# September 8, 2022 Single Round Match 836 Editorials

## ThreeDarts

A good idea is to start by generating an array with all possible single-dart scores. Once we have that, we can easily iterate over every possibility for one, two, and then three darts. As the array only has 62 elements, we can easily check all 62^3 combinations of three darts.

public int[] throwDarts(int N) {
int[] values = new int[62];

int k = 0;
for (int i=1; i<=20; ++i) for (int j=1; j<=3; ++j) values[k++] = i*j;
values[k++] = 25;
values[k++] = 50;

for (int a : values)
if (N == a) return new int[] {a};

for (int a : values) for (int b : values)
if (N == a+b) return new int[] {a,b};

for (int a : values) for (int b : values) for (int c : values)
if (N == a+b+c) return new int[] {a,b,c};

return new int[0];
}



## PartialSumPyramid

The main observation is that the solution actually always exists and it is unique. More precisely, we can always use the given information to reconstruct the whole pyramid. We’ll do this from the top to the bottom.

We are always given the topmost value, so we have the full topmost row. We will now show that if we know a complete row and a single value in the next row, we can reconstruct that whole row. This is easiest to see on an example. Consider the following pyramid:

      +---+
| 0 |
+---+---+
| 8 | 2 |
+---+---+---+
| 3 | 5 | 7 |
+---+---+---+---+
| x | y | 3 | z |
+---+---+---+---+



We only know one value in the bottom row, but that’s enough. We can compute all other values from this information. In this example:

• We see that 3+z = 7, hence z = 4.
• We see that y+3 = 5, hence y = 2.

Parts of the exercise
A: According to the editorial, how many elements does the array of possible single-dart scores contain?
B: Summarize the editorial in two sentences.

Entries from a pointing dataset
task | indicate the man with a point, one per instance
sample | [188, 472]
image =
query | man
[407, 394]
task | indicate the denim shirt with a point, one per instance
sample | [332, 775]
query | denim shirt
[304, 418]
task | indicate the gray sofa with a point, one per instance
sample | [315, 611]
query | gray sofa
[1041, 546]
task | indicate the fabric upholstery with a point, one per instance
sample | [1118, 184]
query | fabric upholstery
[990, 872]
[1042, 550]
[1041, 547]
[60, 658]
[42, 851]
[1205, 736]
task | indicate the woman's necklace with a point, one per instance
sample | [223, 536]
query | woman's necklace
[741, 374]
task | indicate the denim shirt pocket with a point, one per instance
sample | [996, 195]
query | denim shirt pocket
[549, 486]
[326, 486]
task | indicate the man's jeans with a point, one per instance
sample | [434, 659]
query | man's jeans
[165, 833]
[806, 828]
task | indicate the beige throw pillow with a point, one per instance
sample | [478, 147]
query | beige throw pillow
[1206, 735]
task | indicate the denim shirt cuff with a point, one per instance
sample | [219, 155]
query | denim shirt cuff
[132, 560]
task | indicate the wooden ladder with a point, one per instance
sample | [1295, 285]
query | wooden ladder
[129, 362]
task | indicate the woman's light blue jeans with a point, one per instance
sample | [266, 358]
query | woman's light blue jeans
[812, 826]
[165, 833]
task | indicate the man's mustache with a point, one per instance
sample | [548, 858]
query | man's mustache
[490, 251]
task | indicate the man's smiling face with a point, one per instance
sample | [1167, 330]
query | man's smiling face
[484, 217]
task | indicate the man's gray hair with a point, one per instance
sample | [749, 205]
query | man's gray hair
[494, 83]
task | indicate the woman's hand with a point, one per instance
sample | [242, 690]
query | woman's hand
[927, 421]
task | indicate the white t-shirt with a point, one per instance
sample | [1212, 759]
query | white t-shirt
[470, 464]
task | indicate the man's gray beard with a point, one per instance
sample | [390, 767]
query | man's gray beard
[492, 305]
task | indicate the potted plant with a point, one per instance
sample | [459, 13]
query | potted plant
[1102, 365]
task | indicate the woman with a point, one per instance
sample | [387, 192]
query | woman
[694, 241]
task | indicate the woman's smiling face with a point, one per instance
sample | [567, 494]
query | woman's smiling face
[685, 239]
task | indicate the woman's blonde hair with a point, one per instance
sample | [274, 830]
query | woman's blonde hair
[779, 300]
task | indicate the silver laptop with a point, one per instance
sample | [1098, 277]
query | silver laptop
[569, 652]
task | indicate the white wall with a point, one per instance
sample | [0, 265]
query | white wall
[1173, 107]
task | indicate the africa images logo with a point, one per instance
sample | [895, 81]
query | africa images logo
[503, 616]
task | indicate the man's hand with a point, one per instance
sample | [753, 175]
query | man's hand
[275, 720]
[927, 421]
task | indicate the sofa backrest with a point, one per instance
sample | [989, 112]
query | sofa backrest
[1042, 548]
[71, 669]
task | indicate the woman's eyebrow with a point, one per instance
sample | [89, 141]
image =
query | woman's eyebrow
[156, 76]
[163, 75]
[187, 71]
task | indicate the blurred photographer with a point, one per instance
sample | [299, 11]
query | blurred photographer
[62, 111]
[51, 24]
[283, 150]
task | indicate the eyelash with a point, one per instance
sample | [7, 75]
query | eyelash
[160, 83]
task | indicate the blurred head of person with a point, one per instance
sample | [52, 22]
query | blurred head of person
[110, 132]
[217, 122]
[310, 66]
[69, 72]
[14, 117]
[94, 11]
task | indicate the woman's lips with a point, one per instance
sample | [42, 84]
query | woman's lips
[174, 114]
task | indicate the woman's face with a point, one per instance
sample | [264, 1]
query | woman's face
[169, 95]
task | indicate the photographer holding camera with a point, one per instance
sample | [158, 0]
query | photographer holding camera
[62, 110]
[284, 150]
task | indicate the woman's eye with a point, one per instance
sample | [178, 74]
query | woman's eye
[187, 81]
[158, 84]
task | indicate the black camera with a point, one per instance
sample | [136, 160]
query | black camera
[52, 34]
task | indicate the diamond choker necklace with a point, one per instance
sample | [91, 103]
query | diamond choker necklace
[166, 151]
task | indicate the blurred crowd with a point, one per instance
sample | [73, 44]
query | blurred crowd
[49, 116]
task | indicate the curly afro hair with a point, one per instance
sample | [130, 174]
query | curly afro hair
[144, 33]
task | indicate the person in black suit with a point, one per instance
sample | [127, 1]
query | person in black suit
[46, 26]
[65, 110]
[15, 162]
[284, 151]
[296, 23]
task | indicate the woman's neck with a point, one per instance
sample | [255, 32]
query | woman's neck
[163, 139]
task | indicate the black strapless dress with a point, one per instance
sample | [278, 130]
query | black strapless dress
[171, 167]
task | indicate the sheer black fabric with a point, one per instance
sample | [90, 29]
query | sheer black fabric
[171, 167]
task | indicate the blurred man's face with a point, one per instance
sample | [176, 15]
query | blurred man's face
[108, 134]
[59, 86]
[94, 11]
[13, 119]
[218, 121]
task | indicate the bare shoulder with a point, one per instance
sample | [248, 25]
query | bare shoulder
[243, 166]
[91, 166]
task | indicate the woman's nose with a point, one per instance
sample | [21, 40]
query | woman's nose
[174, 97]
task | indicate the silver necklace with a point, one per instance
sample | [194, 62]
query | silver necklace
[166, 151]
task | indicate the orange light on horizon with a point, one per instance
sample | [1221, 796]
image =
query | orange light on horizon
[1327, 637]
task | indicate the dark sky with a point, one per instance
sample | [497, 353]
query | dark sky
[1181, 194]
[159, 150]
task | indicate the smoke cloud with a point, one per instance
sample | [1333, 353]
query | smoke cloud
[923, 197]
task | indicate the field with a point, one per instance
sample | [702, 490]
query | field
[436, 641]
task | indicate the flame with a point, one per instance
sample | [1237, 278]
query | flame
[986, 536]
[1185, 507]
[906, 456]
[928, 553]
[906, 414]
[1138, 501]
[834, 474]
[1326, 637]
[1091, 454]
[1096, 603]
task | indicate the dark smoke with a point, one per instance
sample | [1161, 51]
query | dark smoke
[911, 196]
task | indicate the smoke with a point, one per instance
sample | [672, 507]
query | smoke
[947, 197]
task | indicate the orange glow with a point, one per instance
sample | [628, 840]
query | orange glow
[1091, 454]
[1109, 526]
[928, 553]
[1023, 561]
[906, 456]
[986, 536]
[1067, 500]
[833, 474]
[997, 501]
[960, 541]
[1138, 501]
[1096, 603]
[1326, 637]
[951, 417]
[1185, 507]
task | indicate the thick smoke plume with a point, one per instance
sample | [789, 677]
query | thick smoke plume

The responses
A: 62

B: For ThreeDarts, the editorial proposes generating an array of all 62 possible single-dart scores and then checking every possibility for one, two, and three darts. For PartialSumPyramid, it observes that the solution always exists and is unique, since the whole pyramid can be reconstructed from top to bottom: a complete row together with a single value in the next row is enough to determine that entire row.